** What needs to be done **
Rewrite everything from the line containing "of the carved" down to the last of these lines, with "benchmark" changed to "evaluation" and nothing else altered.

Excerpts from a pointing dataset:
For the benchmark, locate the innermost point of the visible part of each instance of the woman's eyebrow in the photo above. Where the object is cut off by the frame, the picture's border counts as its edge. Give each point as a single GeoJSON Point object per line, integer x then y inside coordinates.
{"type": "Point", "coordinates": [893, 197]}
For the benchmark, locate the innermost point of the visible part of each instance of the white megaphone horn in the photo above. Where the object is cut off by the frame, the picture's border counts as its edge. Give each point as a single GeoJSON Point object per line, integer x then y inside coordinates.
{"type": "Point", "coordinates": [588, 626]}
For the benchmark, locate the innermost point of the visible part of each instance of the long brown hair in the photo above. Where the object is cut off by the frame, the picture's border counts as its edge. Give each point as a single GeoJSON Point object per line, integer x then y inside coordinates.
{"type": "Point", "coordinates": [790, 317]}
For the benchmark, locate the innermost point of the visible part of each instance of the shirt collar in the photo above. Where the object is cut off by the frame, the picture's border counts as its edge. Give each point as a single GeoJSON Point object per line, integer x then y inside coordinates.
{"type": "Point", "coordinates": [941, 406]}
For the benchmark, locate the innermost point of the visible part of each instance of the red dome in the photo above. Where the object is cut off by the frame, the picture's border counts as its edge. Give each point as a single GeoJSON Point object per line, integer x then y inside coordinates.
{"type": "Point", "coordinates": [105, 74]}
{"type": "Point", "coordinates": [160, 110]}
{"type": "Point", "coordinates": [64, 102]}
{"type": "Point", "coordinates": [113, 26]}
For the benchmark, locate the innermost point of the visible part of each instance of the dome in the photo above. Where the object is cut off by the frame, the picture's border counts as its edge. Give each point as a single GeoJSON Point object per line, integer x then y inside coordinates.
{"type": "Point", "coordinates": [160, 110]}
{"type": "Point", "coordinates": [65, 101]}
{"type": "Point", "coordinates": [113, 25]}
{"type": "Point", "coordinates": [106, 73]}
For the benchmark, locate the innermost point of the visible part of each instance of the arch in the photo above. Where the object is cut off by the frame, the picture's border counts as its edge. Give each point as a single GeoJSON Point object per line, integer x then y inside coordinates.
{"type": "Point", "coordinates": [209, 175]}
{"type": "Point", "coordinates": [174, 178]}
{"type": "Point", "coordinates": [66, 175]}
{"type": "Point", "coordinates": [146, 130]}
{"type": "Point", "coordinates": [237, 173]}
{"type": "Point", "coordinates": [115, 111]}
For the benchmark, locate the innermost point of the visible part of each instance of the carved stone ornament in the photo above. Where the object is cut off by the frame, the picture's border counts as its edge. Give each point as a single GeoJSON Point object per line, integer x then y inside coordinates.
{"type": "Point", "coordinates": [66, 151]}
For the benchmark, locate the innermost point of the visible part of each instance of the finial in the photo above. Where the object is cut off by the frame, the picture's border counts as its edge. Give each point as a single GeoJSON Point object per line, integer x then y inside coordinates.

** Exercise response **
For the evaluation, locate the innermost point of the visible part of each instance of the carved stone ornament in the photo above. Where the object is cut off by the frame, the picture's border counts as its edge. Give each point as a single GeoJSON Point object per line, integer x then y inside coordinates.
{"type": "Point", "coordinates": [66, 151]}
For the evaluation, locate the innermost point of the visible part of each instance of the finial in the photo above. Where the object is cut off by the frame, the picture's border counts as its edge. Give each point as a single GeoJSON Point object per line, integer x then y inside coordinates.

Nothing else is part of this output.